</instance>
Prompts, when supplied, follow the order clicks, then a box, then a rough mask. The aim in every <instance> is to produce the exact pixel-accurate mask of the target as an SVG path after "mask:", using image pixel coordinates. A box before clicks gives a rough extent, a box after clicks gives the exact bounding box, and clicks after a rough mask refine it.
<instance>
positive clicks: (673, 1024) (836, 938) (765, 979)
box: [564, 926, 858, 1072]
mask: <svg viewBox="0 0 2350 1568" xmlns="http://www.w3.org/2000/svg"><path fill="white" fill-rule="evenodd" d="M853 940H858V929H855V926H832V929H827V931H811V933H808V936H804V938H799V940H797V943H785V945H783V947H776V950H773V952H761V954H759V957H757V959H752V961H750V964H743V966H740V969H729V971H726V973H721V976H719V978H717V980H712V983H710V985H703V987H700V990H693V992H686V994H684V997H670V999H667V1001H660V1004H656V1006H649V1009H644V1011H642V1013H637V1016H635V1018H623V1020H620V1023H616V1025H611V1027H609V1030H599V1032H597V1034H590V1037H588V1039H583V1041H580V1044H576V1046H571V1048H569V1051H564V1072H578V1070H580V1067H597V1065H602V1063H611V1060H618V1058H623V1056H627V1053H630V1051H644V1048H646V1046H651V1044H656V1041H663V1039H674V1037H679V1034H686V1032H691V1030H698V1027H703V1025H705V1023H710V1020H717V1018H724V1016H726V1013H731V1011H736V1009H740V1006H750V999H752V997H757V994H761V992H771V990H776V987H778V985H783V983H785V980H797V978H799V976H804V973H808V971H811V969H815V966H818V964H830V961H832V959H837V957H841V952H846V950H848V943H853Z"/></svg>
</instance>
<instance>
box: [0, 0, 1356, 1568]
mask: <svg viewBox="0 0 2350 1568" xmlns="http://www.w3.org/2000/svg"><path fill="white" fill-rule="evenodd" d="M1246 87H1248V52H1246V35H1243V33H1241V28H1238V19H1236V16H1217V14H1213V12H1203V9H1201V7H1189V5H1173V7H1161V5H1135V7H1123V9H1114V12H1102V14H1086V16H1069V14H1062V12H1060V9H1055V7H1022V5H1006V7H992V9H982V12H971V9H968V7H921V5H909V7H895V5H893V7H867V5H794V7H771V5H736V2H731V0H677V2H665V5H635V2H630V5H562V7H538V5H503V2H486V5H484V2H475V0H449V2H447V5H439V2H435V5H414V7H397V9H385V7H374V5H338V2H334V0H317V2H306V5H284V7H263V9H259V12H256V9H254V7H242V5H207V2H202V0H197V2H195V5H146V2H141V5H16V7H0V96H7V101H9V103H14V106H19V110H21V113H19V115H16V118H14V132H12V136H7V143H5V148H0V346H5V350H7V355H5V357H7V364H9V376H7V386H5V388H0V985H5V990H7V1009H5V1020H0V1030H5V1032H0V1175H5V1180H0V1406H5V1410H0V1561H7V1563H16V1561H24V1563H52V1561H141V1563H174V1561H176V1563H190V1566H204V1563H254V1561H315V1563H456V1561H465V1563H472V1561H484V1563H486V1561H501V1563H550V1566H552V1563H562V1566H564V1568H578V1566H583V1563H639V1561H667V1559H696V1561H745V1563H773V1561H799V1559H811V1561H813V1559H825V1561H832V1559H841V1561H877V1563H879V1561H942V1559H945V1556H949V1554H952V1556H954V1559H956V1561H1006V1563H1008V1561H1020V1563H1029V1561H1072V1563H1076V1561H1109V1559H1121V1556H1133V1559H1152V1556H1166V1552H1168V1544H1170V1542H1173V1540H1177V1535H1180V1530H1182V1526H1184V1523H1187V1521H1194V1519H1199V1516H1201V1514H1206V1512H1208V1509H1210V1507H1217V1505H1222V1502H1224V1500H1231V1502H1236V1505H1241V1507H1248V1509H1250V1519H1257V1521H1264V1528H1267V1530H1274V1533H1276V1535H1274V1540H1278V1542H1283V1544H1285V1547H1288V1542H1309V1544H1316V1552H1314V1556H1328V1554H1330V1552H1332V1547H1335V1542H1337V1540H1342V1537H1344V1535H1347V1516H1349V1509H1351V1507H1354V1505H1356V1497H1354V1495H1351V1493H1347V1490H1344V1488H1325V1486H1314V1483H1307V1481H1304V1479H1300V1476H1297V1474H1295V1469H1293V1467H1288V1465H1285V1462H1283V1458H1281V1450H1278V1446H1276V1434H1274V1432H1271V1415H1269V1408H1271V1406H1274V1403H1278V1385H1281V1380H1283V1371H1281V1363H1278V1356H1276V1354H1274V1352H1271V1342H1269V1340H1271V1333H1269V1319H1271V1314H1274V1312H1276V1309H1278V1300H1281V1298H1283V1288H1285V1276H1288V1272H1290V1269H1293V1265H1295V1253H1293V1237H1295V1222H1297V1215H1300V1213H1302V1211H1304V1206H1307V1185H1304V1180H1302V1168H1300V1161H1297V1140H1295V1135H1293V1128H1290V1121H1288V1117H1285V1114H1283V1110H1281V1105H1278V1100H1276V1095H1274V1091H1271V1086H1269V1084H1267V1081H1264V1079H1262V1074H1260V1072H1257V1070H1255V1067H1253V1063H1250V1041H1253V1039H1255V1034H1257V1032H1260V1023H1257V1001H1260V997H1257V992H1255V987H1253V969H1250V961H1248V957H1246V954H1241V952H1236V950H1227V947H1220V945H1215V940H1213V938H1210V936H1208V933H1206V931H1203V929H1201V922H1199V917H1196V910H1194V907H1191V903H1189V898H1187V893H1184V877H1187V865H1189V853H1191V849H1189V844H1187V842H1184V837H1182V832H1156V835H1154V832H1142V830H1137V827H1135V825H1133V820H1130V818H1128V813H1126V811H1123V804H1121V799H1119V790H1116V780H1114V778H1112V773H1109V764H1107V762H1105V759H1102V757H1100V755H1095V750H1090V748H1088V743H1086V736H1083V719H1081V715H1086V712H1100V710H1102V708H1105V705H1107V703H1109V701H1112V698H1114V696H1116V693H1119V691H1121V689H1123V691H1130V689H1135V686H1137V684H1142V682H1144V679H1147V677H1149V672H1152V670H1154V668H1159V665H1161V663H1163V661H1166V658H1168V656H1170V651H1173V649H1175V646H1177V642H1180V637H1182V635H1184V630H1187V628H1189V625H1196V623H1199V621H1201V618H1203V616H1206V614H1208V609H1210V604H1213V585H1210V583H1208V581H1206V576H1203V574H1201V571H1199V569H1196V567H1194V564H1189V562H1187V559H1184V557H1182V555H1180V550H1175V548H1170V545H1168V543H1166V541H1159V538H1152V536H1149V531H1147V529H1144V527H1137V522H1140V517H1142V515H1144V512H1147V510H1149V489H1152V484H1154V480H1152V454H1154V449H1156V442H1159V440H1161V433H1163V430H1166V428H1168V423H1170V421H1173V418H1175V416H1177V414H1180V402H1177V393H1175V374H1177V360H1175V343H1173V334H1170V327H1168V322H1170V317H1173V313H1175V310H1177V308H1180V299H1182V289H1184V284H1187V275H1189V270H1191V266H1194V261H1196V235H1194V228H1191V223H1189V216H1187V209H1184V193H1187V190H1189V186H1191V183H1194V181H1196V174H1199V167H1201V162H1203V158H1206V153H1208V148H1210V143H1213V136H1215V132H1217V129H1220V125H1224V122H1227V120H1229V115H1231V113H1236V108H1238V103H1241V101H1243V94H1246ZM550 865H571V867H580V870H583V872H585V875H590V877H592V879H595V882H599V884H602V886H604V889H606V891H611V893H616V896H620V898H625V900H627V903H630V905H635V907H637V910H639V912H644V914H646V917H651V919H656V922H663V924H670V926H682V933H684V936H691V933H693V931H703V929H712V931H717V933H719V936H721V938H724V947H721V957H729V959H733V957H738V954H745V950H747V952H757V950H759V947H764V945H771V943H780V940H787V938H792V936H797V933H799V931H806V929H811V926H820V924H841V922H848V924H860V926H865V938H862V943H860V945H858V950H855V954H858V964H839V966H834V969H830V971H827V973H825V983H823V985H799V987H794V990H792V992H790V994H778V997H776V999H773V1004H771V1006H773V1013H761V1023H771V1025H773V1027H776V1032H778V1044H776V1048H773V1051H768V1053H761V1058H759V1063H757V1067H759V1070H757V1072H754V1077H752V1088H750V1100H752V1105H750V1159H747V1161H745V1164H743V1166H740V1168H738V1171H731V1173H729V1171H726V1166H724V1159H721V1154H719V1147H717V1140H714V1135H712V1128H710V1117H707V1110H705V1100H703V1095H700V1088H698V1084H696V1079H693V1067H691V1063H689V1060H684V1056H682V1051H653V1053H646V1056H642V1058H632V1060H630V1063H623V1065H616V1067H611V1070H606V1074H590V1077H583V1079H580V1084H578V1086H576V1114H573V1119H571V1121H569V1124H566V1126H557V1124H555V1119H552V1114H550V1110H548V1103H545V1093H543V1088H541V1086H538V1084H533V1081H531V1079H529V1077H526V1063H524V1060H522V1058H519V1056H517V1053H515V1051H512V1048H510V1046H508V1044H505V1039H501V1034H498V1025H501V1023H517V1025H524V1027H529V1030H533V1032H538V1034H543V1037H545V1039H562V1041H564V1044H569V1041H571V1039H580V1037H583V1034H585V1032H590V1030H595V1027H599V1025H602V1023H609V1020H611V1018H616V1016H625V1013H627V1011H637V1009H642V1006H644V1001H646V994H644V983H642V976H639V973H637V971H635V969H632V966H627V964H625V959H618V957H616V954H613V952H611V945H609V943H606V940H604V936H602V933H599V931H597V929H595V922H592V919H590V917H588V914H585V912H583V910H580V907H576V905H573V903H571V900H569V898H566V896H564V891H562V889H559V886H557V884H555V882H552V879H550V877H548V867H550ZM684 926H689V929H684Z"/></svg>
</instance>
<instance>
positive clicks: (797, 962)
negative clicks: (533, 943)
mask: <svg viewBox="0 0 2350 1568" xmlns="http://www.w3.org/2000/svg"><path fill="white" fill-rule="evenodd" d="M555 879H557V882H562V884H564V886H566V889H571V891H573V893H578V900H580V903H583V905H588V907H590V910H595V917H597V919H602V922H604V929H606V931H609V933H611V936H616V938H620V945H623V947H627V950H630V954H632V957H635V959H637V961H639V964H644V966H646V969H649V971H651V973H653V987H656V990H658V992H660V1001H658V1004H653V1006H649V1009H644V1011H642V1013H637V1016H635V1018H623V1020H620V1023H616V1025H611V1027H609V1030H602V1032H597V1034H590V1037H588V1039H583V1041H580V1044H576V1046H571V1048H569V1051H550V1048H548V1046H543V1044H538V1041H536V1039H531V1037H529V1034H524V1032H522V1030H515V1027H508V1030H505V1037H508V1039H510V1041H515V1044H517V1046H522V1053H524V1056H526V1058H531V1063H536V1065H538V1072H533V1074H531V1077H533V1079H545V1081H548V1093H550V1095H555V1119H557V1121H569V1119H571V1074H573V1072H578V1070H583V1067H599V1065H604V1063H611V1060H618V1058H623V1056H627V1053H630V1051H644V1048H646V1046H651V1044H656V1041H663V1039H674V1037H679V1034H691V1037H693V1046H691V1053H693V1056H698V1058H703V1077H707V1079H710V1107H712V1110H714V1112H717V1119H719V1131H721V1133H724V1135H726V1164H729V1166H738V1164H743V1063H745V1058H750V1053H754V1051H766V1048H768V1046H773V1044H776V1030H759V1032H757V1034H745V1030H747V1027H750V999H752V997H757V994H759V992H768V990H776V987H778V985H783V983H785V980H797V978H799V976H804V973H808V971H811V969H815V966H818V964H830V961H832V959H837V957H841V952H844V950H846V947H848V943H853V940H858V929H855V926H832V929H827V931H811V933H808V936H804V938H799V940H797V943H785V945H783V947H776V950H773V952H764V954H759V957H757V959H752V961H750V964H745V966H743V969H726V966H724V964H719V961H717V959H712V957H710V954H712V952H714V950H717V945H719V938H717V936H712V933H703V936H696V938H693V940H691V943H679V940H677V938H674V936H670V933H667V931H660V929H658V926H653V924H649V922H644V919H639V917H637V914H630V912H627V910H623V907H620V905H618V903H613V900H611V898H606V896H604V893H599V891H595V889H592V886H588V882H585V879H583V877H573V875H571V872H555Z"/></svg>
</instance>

========================================================================

__WORK INSTRUCTION__
Rewrite the records from the start through the line containing "box: [0, 0, 1356, 1568]", inclusive, changing every "positive clicks" to "foreground clicks" and leaving everything else unchanged.

__RESPONSE BELOW__
</instance>
Prompts, when supplied, follow the order clicks, then a box, then a rough mask. The aim in every <instance> is to produce the exact pixel-accurate mask of the target as an SVG path after "mask:", using image pixel coordinates. A box before clicks gives a rough extent, a box after clicks gives the exact bounding box, and clicks after a rough mask refine it.
<instance>
foreground clicks: (673, 1024) (836, 938) (765, 979)
box: [564, 926, 858, 1072]
mask: <svg viewBox="0 0 2350 1568" xmlns="http://www.w3.org/2000/svg"><path fill="white" fill-rule="evenodd" d="M853 940H858V929H855V926H832V929H827V931H811V933H808V936H804V938H799V940H797V943H785V945H783V947H776V950H773V952H761V954H759V957H757V959H752V961H750V964H743V966H740V969H729V971H726V973H721V976H719V978H717V980H712V983H710V985H703V987H700V990H693V992H686V994H684V997H670V999H667V1001H660V1004H656V1006H649V1009H644V1011H642V1013H637V1016H635V1018H623V1020H620V1023H616V1025H611V1027H609V1030H599V1032H597V1034H590V1037H588V1039H583V1041H580V1044H576V1046H571V1048H569V1051H564V1072H578V1070H580V1067H597V1065H602V1063H611V1060H618V1058H623V1056H627V1053H630V1051H644V1048H646V1046H651V1044H656V1041H663V1039H674V1037H679V1034H686V1032H691V1030H698V1027H703V1025H705V1023H710V1020H717V1018H724V1016H726V1013H731V1011H736V1009H740V1006H750V999H752V997H757V994H761V992H771V990H776V987H778V985H783V983H785V980H797V978H799V976H804V973H808V971H811V969H815V966H818V964H830V961H832V959H837V957H841V952H846V950H848V943H853Z"/></svg>
</instance>
<instance>
box: [0, 0, 1356, 1568]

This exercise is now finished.